— Exercise aim —
Retype the listing below, starting at its first line and continuing up to and including the line with "x=115 y=232", and stop there.

[start of Record excerpts]

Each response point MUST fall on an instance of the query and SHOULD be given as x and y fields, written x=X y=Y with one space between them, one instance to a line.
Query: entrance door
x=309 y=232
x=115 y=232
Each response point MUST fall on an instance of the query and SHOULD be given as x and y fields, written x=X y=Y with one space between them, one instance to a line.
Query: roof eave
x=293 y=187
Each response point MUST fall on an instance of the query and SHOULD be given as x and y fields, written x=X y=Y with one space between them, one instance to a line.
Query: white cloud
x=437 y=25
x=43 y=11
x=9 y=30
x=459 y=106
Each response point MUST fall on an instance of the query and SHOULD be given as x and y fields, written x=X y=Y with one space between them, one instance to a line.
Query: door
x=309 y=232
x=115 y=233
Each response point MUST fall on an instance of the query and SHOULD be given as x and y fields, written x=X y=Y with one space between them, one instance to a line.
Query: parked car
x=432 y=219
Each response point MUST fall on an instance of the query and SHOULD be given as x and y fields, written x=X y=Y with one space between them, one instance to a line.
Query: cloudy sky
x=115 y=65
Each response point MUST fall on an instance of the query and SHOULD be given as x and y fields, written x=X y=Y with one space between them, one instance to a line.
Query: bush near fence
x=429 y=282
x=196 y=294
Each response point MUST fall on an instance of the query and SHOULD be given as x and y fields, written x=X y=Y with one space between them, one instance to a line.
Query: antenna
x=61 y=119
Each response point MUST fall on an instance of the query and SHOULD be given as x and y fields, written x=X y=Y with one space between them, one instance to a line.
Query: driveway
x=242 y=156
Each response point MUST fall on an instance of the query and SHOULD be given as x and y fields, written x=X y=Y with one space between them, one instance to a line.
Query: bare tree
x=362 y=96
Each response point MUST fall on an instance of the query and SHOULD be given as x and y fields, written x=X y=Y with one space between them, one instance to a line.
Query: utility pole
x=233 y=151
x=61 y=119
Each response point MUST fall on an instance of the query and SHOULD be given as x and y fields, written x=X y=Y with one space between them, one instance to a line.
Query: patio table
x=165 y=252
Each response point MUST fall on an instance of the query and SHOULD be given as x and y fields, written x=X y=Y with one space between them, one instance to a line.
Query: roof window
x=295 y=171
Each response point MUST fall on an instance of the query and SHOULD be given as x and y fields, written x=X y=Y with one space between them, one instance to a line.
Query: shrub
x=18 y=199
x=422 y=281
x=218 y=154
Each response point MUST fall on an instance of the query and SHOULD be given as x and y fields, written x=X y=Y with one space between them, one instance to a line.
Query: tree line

[end of Record excerpts]

— Full answer —
Each response point MUST fall on an instance of the query and SHOULD be given as x and y fields, written x=X y=Y with one space between them, one instance to a line.
Query: entrance door
x=309 y=232
x=115 y=232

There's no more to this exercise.